**REQUIRED TASK 1**
Which lines of the entries contain the word "lawn"? List every one of them, and treat uppercase and lowercase as different.
##### TEXT PROVIDED
Sean Borodale, Artist-Writer-in-Residence, March 2016 – March 2017

Sean Borodale works as a writer and artist, making topographic and documentary poems written on location; this derives from a process of writing and walking for works such as Notes for an Atlas (2003), a Guardian Summer Books recommendation in 2005. Bee Journal (Jonathan Cape, 2012), his first full-length collection of poetry, shortlisted for the TS Eliot prize and Costa Book Award, was a Poetry Book Society Recommendation. Bee Journal is due to be re-issued with Vintage Classics in May 2016. His second collection Human Work (Jonathan Cape, 2015) written whilst cooking is the narrative of a voice in domesticity; a spring 2015 Poetry Book Society Recommendation and Observer Poetry Book of the Month. He was selected as a 2014 Next Generation Poet by the Poetry Book Society. He collaborated with Mark Rylance on a four-actor performance of his walking-poem Notes for an Atlas for the first London Festival of Literature at Southbank in 2007: Monument for a Witness spanned 8 nights at Festival Hall. In 2007 he co-produced lyrical 16mm film documentary of Taunton Livestock Market, Bring in Daylight; Mighty Beast was an adaptation of his film-script with producer Sara Davies for a BBC radio version of the poem. Mighty Beast won Radio Academy Gold Award for Best Feature or Documentary in 2014. His second feature for BBC’s ‘Between the Ears’ was based on his collection Bee Journal and broadcast in 2015. Printwork includes the Ice Observatory Surveys, a screen-printed text-based triptych for the MET Office in Exeter.
##########
##### DATASET ROWS
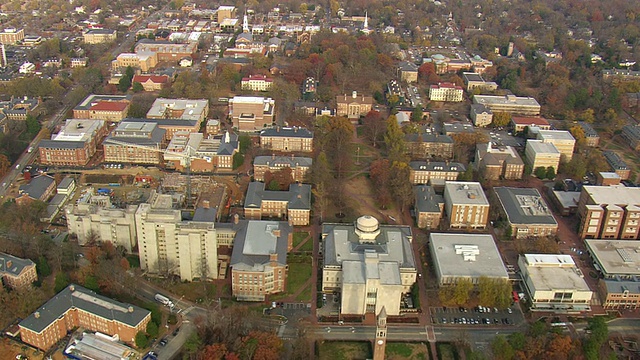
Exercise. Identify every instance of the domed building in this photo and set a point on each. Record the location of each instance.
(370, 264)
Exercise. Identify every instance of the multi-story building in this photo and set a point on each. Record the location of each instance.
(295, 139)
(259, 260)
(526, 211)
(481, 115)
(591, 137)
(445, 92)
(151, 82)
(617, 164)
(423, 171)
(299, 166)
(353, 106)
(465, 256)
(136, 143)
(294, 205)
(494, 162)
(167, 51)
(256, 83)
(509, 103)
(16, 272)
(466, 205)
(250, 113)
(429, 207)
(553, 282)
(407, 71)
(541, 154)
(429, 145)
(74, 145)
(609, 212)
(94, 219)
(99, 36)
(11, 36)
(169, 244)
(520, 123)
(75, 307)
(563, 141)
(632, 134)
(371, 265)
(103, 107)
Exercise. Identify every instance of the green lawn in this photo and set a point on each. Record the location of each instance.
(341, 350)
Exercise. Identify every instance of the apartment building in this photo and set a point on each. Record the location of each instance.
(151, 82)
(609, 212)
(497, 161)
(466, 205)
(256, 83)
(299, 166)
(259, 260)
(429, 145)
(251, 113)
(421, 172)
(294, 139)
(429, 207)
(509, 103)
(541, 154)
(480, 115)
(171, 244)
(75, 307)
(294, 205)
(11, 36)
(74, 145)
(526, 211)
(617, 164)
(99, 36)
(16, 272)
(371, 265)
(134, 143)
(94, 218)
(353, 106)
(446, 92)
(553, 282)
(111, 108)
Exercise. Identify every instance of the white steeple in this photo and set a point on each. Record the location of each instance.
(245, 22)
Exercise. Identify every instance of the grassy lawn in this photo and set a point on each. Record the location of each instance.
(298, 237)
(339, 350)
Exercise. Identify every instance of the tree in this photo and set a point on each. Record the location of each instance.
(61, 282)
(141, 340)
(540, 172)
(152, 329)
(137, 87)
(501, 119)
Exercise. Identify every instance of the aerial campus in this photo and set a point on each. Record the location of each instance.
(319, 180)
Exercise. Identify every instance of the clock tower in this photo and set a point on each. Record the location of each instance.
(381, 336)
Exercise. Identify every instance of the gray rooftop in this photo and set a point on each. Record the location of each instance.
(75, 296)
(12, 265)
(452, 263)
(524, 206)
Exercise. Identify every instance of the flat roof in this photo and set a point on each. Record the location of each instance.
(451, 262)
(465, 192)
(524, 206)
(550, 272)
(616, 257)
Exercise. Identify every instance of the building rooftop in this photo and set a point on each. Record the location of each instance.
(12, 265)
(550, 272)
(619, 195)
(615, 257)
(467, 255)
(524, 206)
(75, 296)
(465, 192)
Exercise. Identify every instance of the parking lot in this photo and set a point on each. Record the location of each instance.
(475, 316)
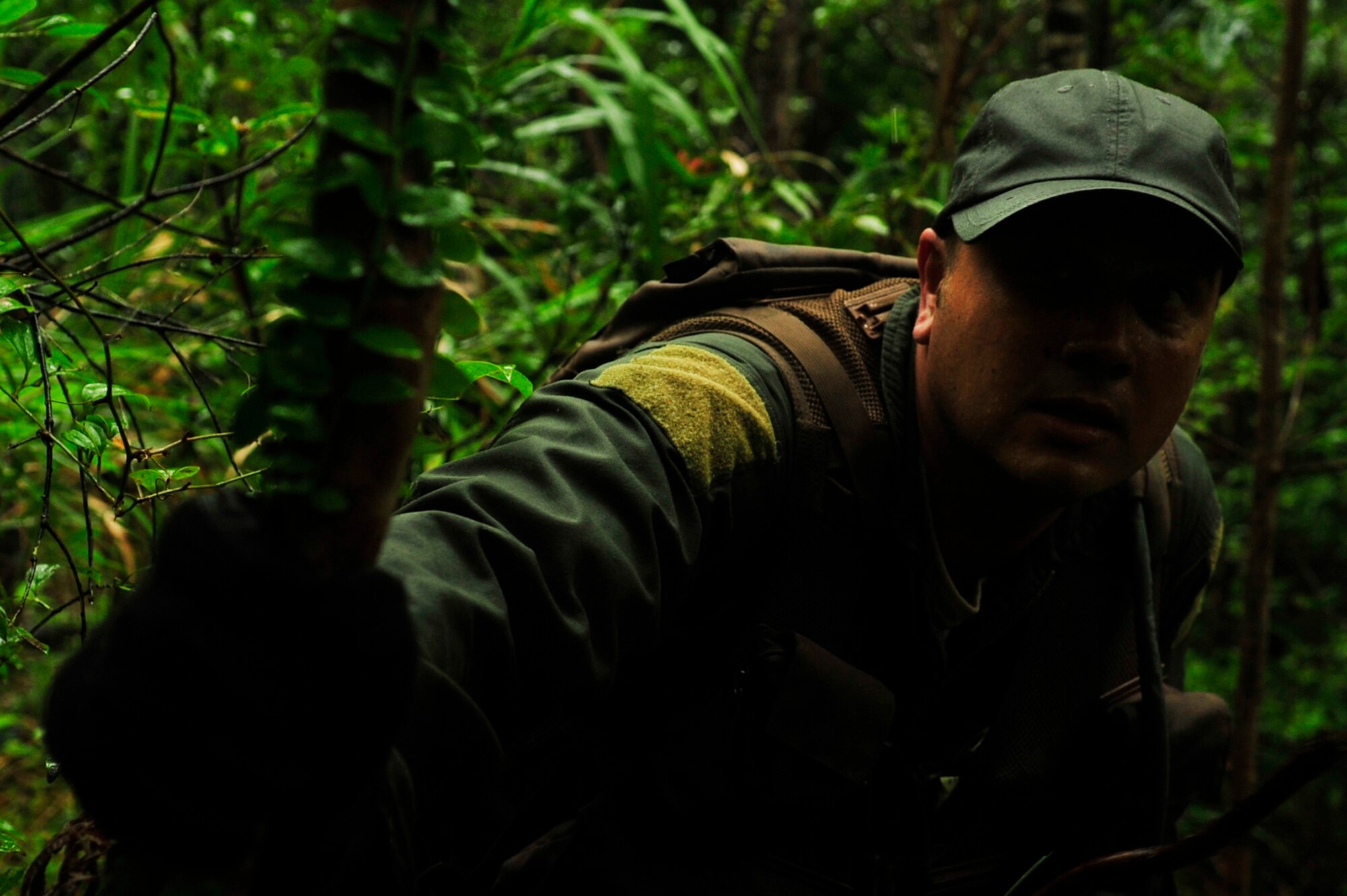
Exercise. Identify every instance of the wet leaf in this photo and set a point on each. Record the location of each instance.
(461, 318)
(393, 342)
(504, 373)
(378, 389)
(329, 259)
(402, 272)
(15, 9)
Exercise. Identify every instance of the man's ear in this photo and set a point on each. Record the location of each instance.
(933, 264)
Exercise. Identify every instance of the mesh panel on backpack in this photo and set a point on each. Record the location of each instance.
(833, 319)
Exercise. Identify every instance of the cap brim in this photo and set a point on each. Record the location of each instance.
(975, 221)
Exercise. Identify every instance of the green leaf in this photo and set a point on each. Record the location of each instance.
##########
**REQUIRED TASK 2**
Do the following statements agree with the profile of Sean Borodale above? Answer yes or no for each, and quote the words from the profile that decide it.
(a) Bee Journal was shortlisted for the TS Eliot prize.
(b) Human Work was written while walking.
(c) Mighty Beast won a Radio Academy Gold Award in 2014.

**EXPECTED ANSWER 1**
Exercise. Identify every instance of the green lawn in this photo and set a point on each. Record the location of each instance.
Exercise. Identify every instance of the grassy lawn in this photo and set a point on each. Record the location of each instance.

**EXPECTED ANSWER 2**
(a) Yes: "shortlisted for the TS Eliot prize and Costa Book Award"
(b) No: "written whilst cooking"
(c) Yes: "Mighty Beast won Radio Academy Gold Award for Best Feature or Documentary in 2014."